[MATERIALS PROVIDED start]

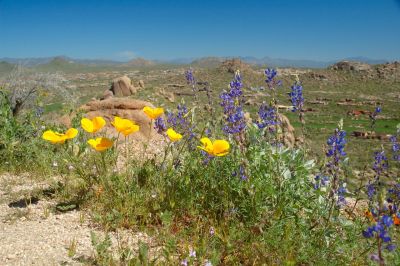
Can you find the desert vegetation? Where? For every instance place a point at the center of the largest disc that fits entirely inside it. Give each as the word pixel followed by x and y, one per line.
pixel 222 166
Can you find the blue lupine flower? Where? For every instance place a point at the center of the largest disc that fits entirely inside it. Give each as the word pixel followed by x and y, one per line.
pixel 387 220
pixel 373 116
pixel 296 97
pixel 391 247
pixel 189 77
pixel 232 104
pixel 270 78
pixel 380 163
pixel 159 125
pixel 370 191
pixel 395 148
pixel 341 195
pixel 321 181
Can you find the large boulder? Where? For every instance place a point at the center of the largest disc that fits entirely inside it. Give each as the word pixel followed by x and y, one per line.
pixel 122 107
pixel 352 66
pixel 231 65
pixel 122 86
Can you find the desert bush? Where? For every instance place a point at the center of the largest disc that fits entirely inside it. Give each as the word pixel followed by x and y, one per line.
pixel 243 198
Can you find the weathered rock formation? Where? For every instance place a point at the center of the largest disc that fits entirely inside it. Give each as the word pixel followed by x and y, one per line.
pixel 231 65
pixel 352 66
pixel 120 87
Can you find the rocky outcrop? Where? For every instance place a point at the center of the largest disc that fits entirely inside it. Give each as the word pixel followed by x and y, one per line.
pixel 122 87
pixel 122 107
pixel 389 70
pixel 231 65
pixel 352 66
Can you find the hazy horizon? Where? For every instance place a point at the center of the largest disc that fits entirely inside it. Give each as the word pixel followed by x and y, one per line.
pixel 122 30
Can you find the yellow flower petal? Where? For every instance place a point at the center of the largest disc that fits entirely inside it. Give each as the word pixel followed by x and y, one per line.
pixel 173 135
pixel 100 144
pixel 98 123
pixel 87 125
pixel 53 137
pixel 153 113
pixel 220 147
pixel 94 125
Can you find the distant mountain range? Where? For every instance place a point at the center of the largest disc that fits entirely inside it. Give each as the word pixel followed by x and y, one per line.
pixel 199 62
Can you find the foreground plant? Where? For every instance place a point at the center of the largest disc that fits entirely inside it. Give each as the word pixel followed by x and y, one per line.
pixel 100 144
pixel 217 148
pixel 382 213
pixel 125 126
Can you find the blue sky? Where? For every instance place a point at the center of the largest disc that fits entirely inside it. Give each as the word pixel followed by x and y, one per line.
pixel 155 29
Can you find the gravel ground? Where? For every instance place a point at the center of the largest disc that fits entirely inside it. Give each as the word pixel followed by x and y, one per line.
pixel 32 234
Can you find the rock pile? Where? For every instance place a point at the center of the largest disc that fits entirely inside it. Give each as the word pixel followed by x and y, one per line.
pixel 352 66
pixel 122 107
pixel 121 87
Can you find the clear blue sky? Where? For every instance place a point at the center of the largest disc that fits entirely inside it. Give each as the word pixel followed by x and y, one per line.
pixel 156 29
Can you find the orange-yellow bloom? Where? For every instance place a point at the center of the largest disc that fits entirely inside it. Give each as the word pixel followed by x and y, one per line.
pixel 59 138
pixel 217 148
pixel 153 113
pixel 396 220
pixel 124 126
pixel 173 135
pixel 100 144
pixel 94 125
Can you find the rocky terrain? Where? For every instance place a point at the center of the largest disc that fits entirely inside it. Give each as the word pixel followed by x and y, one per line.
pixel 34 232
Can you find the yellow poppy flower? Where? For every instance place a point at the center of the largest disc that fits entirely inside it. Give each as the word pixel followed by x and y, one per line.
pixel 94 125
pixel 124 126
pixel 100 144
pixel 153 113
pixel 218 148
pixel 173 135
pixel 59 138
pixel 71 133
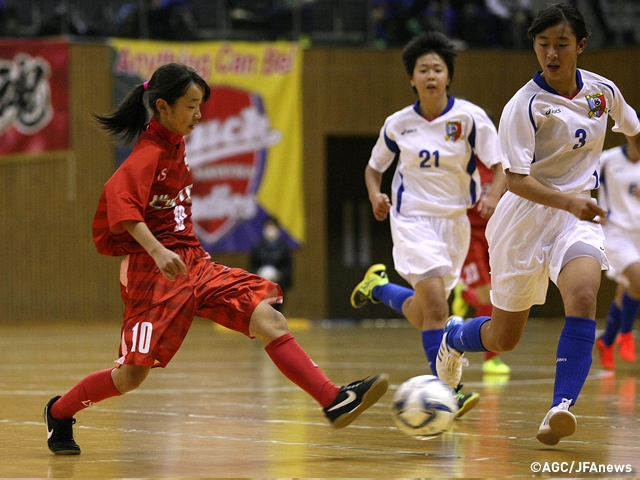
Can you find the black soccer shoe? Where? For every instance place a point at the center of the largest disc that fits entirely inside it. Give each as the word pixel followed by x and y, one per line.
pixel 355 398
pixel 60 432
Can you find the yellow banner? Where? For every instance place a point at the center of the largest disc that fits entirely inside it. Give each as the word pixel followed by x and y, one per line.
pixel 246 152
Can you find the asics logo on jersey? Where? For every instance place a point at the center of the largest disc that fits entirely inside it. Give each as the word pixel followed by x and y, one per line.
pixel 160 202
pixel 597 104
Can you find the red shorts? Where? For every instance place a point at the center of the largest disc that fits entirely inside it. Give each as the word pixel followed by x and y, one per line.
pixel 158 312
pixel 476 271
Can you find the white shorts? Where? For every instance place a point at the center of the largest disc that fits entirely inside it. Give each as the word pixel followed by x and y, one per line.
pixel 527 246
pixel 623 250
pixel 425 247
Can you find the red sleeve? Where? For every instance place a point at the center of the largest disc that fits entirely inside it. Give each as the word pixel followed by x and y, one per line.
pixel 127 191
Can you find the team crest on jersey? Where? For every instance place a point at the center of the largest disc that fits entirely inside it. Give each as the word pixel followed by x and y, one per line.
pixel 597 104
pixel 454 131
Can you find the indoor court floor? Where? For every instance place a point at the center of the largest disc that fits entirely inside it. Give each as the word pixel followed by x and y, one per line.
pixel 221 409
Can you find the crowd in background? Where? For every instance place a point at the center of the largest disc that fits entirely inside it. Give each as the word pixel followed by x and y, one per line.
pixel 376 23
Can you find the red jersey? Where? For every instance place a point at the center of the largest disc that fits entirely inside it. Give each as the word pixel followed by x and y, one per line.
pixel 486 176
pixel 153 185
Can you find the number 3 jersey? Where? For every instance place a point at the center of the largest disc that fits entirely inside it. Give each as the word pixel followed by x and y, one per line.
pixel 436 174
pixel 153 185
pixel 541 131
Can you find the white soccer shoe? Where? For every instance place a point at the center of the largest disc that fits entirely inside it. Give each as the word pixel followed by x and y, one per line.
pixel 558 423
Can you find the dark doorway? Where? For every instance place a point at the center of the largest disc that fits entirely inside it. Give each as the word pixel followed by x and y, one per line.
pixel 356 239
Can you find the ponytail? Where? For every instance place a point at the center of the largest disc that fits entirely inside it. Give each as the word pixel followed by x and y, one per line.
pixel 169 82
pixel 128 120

[MATERIALS PROVIDED end]
[MATERIALS PROVIDED start]

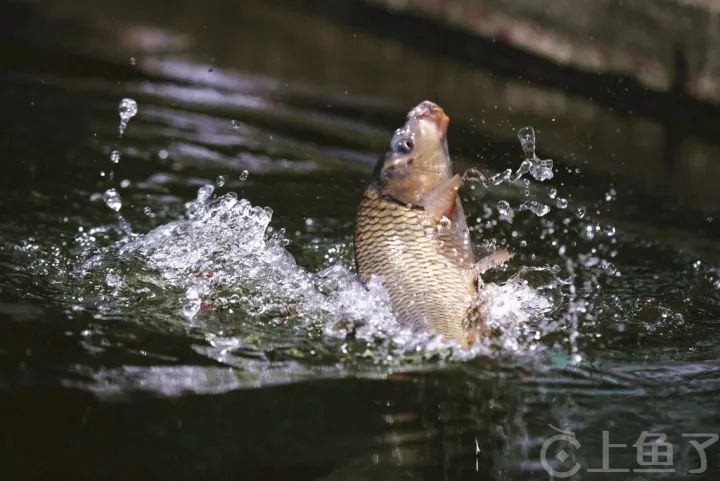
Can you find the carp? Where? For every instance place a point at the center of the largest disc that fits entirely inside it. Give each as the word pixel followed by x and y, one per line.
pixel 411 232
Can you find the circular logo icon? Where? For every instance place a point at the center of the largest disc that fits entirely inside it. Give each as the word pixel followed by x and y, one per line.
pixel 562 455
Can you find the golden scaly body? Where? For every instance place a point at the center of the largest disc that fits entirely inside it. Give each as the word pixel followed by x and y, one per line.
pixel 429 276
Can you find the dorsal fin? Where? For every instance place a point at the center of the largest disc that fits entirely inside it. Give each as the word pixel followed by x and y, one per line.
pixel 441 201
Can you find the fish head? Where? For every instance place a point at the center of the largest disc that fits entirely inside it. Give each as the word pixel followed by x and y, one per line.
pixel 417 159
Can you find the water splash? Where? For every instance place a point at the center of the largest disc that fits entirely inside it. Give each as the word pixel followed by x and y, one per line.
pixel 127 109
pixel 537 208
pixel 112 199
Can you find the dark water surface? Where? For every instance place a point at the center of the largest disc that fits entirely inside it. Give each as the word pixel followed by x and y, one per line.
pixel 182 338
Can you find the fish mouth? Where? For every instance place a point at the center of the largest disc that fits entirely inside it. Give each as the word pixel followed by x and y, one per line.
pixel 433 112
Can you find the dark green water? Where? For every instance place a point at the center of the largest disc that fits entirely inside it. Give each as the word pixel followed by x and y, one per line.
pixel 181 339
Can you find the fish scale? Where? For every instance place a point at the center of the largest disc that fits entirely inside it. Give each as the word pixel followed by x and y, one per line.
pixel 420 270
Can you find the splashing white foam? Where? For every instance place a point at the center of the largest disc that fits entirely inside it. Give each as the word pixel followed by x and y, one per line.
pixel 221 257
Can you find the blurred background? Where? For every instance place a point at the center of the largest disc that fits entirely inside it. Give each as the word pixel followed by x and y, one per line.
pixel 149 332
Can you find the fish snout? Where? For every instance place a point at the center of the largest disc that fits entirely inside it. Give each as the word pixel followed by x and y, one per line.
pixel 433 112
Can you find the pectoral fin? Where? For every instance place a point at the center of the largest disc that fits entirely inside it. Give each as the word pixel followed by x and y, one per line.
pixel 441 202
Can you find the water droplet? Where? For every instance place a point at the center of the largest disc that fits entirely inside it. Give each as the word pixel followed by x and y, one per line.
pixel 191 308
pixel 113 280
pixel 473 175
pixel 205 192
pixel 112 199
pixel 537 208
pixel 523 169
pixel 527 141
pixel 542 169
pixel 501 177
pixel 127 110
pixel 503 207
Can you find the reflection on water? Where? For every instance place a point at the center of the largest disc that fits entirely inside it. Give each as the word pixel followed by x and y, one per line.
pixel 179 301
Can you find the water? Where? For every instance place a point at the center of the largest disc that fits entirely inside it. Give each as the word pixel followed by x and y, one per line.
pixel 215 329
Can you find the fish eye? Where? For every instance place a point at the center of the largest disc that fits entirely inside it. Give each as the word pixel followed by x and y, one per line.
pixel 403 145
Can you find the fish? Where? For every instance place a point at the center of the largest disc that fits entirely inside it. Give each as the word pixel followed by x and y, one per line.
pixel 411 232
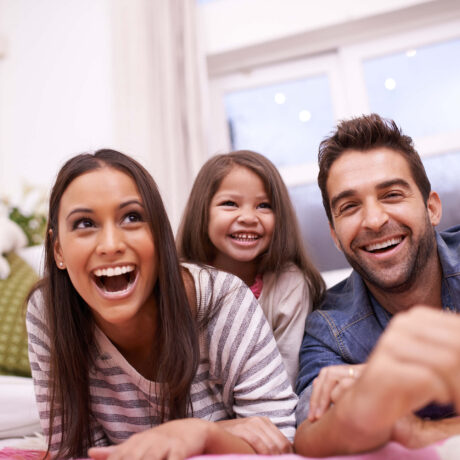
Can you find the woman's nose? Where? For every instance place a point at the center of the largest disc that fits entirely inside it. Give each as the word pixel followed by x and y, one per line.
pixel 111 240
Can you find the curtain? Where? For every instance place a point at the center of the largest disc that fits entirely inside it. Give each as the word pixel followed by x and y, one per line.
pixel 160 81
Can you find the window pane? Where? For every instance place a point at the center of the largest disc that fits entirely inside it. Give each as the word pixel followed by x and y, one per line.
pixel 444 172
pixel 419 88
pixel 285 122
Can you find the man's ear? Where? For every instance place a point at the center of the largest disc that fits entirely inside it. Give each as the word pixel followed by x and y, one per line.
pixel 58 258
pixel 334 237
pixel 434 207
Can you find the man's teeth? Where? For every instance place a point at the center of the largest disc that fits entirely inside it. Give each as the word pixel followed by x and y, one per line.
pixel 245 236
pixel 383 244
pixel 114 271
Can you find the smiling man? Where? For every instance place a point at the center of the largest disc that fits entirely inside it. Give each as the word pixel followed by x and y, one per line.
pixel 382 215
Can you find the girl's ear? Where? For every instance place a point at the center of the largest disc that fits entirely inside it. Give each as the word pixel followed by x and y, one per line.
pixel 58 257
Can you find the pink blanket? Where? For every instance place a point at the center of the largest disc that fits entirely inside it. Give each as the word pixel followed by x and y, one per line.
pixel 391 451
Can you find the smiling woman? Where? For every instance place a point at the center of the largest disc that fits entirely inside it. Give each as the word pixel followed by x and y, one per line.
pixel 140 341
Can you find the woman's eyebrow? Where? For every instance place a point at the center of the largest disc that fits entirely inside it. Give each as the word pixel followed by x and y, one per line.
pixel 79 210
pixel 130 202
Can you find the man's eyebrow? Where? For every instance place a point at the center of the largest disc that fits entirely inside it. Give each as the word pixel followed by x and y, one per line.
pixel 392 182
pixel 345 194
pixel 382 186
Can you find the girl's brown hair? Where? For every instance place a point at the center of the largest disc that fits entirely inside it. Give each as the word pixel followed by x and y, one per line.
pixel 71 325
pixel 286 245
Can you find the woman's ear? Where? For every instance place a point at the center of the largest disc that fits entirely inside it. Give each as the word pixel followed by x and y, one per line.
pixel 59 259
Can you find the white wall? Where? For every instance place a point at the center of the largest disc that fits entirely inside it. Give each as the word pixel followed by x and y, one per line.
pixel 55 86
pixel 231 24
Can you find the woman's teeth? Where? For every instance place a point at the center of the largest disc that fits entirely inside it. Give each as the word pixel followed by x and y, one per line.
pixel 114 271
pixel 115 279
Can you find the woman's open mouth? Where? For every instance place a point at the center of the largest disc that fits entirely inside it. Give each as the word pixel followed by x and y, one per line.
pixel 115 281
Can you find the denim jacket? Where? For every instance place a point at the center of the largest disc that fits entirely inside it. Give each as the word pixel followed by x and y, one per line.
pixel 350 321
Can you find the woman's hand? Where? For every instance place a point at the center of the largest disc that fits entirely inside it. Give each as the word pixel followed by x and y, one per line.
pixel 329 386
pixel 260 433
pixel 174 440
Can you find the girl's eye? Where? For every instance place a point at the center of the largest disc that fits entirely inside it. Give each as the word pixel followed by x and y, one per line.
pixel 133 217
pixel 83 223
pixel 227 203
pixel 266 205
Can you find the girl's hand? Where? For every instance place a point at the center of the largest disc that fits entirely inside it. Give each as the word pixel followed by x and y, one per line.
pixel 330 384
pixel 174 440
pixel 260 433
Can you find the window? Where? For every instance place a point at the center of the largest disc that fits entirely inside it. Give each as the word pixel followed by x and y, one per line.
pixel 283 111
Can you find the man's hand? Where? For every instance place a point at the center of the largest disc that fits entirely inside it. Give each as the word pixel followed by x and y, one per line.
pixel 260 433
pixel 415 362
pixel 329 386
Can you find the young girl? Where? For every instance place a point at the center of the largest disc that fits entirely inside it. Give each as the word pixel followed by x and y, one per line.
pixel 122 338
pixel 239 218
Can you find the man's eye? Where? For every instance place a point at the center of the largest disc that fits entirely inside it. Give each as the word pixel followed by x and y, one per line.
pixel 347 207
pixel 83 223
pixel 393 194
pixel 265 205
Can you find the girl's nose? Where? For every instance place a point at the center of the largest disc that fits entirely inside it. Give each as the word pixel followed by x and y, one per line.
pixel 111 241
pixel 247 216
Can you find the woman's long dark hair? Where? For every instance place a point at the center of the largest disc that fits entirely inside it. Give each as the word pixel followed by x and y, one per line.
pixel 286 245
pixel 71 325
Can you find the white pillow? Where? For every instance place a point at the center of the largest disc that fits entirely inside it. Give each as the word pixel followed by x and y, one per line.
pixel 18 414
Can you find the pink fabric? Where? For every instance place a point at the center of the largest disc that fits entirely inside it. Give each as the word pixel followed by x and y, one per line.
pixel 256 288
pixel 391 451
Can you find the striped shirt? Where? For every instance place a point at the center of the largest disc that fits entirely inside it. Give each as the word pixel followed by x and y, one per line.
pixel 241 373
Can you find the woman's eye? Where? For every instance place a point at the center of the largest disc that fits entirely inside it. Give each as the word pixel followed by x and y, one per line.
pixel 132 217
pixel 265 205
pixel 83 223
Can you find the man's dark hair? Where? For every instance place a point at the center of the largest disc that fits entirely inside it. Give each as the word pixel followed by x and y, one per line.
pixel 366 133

[MATERIALS PROVIDED end]
[MATERIALS PROVIDED start]

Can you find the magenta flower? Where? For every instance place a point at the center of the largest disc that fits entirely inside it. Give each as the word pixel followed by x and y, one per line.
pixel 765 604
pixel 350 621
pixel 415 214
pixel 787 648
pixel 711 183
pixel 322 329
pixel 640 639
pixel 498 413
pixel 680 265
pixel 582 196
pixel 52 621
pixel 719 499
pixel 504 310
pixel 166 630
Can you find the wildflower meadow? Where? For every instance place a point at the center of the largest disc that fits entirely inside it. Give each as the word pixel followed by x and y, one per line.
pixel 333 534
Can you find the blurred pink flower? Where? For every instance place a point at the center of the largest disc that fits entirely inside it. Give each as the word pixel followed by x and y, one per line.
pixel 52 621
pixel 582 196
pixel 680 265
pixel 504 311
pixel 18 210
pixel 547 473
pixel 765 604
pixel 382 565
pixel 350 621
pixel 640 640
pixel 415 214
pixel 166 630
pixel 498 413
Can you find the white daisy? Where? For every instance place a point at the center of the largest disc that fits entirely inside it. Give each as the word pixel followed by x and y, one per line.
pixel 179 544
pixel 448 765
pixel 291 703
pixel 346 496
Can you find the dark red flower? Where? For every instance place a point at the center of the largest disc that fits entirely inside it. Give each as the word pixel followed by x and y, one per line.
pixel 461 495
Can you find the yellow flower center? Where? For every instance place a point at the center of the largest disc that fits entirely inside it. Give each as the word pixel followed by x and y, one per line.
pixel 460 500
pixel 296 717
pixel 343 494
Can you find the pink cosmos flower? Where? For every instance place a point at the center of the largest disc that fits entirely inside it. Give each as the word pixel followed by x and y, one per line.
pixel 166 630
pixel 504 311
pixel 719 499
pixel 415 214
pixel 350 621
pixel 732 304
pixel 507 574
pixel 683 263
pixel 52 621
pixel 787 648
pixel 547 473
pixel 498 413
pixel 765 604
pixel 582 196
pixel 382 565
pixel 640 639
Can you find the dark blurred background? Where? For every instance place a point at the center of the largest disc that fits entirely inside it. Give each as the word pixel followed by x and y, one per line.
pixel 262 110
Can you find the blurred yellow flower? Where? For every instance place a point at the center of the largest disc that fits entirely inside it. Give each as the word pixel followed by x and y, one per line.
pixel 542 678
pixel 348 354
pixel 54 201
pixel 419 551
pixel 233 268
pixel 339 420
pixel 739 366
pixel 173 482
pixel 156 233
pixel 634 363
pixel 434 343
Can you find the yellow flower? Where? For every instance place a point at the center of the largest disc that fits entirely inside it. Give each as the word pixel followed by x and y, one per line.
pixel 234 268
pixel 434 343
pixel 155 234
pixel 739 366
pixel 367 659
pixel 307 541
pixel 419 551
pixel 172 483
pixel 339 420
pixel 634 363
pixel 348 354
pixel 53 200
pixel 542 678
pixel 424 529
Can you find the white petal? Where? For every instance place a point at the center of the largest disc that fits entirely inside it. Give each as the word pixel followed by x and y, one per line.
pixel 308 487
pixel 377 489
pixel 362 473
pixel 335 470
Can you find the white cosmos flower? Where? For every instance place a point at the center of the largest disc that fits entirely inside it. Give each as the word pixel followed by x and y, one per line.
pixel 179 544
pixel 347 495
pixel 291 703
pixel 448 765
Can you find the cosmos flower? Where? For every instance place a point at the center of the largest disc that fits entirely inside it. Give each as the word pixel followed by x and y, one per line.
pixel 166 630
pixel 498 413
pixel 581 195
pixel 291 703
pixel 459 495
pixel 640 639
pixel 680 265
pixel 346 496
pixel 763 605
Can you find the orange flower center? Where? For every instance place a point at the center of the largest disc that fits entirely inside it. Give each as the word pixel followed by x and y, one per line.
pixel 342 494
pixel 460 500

[MATERIALS PROVIDED end]

### WRITTEN INSTRUCTION
Return every line of the records that contains the word "pile", matching case exactly.

### EXERCISE SOLUTION
Can you find the rock pile? Where? For every instance place a point at the center of the largest disc that fits entirely inside it. Give each as the word pixel followed by x and y, one per line.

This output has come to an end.